Update the lines from the one containing "snow visible in it." through the end of the records by swapping "packed snow" for "trampled snow", and leave everything else in them unchanged.

_Dataset excerpt:_
"""

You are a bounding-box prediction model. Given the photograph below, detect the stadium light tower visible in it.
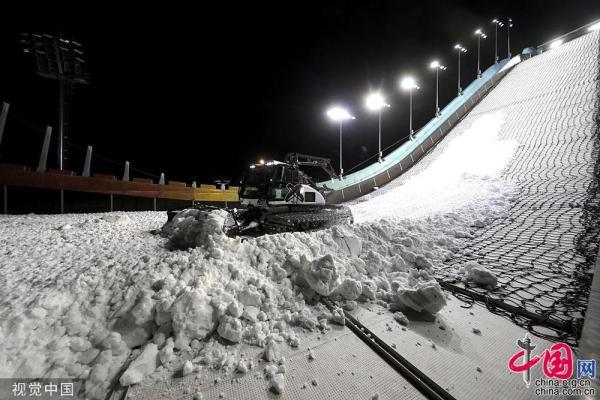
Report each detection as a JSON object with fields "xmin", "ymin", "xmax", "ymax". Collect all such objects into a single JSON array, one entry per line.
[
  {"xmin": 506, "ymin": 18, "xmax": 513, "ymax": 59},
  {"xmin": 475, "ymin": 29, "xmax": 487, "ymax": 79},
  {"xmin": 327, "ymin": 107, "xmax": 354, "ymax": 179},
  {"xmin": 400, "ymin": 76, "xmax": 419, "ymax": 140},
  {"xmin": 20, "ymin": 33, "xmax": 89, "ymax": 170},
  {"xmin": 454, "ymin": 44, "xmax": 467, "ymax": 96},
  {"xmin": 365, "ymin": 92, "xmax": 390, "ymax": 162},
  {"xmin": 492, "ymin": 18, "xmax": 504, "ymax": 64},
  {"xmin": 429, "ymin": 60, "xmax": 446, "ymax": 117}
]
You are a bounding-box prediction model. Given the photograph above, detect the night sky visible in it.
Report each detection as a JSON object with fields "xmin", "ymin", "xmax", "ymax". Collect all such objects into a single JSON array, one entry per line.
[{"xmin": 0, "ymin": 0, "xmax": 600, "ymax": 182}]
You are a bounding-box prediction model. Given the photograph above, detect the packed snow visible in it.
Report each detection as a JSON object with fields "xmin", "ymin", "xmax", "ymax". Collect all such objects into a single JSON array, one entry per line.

"""

_SOLUTION TO THIS PROBLEM:_
You are a bounding-box prediction model. Given the photograph above, detect the trampled snow visible in it.
Report each detection as a JSON object with fields "xmin", "ymin", "xmax", "ymax". Collect all such objects into a single JSON array, one entry per line.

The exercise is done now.